Stored records:
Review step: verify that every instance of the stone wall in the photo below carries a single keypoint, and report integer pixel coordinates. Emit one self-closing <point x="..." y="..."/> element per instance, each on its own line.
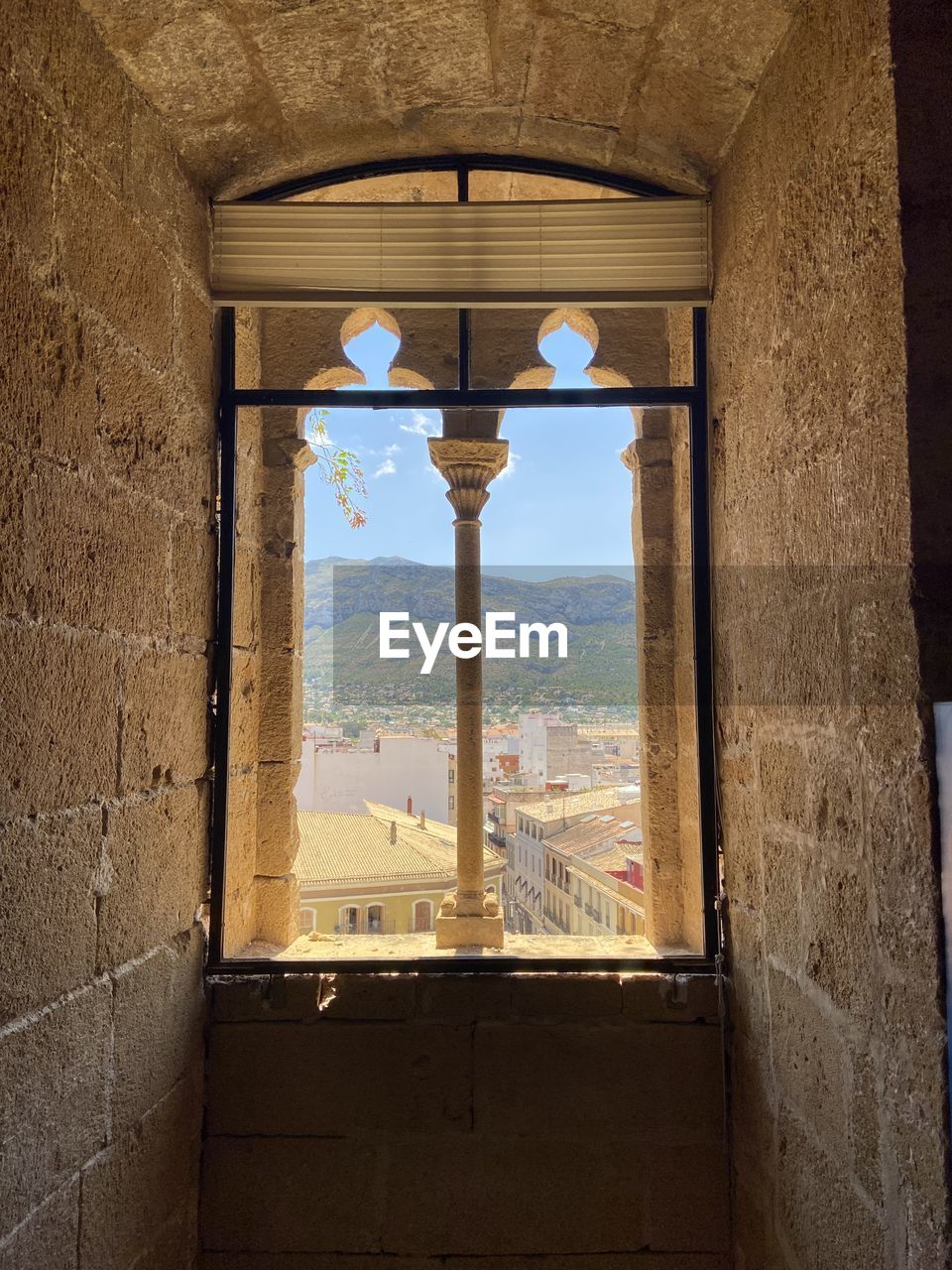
<point x="262" y="894"/>
<point x="105" y="611"/>
<point x="499" y="1121"/>
<point x="837" y="1048"/>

= EXERCISE GOAL =
Leave the images aside and return the records above exactly as written.

= OUTPUT =
Review step: verify that every instance of the stone wall in the photo below carries a single keypoint, and report integer pixel coordinates. Emit one self-closing <point x="..." y="..."/> element per instance, each on its own line.
<point x="262" y="894"/>
<point x="105" y="611"/>
<point x="499" y="1121"/>
<point x="837" y="1048"/>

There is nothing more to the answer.